[Request]
Starting at the line that contains "point: duck's back", quote each line exactly through the last line of the entries, both included.

::::::::::

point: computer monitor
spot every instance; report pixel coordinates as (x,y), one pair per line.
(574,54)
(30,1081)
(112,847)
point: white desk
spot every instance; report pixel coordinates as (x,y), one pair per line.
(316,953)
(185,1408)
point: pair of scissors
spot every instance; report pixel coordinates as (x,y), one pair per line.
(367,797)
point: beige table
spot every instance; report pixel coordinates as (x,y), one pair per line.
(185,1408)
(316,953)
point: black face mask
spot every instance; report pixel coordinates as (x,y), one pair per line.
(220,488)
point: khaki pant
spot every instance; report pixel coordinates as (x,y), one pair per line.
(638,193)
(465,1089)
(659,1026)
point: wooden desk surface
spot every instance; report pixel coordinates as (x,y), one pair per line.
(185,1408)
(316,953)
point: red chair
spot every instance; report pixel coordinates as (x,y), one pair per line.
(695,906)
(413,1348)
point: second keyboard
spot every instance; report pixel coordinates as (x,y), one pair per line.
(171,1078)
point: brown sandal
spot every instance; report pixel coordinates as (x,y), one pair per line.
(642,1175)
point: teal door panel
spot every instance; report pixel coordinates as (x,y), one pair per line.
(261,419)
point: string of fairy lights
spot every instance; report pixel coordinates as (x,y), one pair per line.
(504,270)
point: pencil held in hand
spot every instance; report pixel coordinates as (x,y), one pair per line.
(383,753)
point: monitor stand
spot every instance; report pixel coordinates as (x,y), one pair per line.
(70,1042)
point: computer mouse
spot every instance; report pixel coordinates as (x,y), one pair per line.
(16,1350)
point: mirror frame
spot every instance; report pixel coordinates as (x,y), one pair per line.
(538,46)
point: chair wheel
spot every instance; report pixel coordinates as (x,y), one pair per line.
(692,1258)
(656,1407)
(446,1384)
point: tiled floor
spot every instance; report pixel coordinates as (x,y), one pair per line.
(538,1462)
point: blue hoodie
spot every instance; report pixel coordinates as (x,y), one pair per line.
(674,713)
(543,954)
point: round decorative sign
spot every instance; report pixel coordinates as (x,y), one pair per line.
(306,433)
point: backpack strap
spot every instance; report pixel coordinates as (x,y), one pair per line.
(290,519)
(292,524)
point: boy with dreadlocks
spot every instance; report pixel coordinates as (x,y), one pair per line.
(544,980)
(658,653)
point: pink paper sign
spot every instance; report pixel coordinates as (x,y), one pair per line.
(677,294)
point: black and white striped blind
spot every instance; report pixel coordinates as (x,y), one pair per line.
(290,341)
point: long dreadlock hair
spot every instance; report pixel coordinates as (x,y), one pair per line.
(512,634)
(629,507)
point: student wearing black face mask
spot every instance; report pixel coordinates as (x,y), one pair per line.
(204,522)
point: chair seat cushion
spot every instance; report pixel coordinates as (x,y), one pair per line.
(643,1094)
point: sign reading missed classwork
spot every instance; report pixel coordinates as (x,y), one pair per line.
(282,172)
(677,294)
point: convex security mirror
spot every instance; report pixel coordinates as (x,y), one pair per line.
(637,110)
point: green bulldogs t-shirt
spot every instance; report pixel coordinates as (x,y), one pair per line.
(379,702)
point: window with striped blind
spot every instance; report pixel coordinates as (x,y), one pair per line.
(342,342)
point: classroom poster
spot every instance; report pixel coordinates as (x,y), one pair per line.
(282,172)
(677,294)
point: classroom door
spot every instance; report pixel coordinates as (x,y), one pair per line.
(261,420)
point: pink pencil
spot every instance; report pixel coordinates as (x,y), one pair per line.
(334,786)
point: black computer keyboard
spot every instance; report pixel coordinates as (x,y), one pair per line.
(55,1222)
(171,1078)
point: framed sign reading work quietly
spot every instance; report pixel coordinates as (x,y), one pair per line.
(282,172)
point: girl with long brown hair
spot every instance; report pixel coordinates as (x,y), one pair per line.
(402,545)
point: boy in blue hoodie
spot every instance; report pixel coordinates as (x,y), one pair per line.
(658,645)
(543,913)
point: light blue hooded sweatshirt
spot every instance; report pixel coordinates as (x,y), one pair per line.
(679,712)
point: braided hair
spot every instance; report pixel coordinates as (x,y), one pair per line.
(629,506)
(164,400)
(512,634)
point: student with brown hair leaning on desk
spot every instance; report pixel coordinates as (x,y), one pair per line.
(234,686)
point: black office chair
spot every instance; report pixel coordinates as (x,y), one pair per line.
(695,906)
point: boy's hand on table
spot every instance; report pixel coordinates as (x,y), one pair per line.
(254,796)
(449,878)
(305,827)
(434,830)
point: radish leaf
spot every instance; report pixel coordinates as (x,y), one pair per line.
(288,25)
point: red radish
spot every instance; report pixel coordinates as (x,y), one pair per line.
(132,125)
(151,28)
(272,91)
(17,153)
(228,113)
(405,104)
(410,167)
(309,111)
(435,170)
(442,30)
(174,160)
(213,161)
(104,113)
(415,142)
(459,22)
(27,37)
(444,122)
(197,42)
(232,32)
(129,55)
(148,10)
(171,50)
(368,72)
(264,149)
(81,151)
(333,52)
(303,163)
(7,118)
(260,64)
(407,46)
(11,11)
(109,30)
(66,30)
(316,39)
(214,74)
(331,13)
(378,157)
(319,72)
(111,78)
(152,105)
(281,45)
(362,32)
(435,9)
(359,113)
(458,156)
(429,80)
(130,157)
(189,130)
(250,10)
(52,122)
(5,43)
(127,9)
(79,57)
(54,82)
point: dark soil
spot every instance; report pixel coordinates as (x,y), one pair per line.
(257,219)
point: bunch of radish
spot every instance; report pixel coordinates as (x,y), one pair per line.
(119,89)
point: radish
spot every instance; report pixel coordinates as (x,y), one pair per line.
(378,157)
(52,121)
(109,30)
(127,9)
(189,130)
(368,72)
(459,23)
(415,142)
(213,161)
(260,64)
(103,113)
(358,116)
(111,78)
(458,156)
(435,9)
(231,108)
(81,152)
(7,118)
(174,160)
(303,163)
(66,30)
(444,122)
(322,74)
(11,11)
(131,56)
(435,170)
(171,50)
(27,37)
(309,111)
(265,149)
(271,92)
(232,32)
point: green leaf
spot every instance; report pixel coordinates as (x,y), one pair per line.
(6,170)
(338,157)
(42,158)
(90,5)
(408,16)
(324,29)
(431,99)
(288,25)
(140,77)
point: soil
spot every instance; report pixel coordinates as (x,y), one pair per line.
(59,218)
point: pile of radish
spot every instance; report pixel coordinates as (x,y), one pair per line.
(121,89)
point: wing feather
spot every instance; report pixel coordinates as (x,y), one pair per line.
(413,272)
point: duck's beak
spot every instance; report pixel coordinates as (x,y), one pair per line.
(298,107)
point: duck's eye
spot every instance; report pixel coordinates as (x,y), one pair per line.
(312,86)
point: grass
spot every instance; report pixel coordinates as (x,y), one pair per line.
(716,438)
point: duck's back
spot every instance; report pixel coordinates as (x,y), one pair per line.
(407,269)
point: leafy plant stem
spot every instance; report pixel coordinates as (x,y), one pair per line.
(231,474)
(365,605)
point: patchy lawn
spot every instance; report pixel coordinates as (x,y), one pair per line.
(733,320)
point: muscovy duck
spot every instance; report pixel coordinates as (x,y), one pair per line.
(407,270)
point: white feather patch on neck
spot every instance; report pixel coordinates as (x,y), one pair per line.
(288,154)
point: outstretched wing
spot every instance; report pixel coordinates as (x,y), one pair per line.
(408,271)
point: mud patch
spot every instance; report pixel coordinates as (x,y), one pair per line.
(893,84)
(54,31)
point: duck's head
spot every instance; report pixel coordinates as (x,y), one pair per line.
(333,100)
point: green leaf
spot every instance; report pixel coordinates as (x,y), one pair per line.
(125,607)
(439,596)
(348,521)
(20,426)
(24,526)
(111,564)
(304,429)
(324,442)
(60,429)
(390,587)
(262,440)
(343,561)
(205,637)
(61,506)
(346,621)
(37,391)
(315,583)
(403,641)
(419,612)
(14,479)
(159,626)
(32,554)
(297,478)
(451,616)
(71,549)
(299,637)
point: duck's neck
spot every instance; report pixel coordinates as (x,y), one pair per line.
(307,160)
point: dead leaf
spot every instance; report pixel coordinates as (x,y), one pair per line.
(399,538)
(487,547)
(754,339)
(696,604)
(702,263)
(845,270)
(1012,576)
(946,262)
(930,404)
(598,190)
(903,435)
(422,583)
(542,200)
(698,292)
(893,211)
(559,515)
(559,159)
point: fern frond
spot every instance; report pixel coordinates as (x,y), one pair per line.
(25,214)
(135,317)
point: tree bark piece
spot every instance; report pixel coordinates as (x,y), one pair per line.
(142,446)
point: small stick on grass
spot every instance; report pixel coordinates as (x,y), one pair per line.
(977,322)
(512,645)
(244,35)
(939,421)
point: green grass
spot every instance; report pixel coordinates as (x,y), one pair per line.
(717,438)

::::::::::

[Output]
point: duck's back
spot every instance; report pixel coordinates as (x,y), one pair per line.
(407,269)
point: leafy plant stem
spot every instance; report pixel coordinates as (x,y), one pair per line.
(231,474)
(365,605)
point: patchy lawn
spot every instance; report pixel coordinates as (x,y), one pair per line.
(733,320)
point: muscovy duck
spot every instance; report pixel coordinates as (x,y), one pair per line.
(407,270)
point: white feather patch on neck
spot every instance; report pixel coordinates as (x,y), one pair per line.
(288,154)
point: outstretched wing
spot every instance; report pixel coordinates as (x,y), one pair per line.
(408,271)
point: mud patch
spot every instance; report pixel coordinates as (x,y), one pair per line.
(893,84)
(54,31)
point: duck's head
spot every instance; report pixel coordinates as (x,y), one pair per line.
(333,100)
point: green leaf
spot every instance; report pixel coordinates as (x,y), one pair per line.
(125,607)
(439,596)
(348,521)
(20,426)
(24,526)
(111,564)
(304,429)
(324,442)
(60,429)
(390,587)
(262,440)
(343,561)
(205,637)
(61,506)
(346,621)
(37,391)
(315,583)
(403,641)
(419,612)
(14,479)
(159,626)
(32,554)
(297,478)
(451,616)
(71,549)
(299,637)
point: duck's neck
spot every instance; report pixel coordinates as (x,y), one pair per line.
(307,160)
point: dead leaf
spot every instance; report pixel coordinates as (x,y), one pair per line.
(399,538)
(487,547)
(754,339)
(696,604)
(702,263)
(845,270)
(1012,576)
(946,262)
(930,404)
(598,190)
(903,435)
(422,583)
(542,200)
(698,292)
(893,211)
(559,515)
(559,159)
point: fern frond
spot every instance; report pixel coordinates as (x,y), one pair per line.
(25,214)
(135,317)
point: tree bark piece
spot every instance; report pixel coordinates as (x,y), one pair per line.
(142,446)
point: small stick on grass
spot every instance; report pixel coordinates as (x,y), one pair per line.
(977,322)
(512,645)
(244,35)
(939,421)
point: green grass
spot every instance; report pixel coordinates as (x,y), one pair per line.
(717,438)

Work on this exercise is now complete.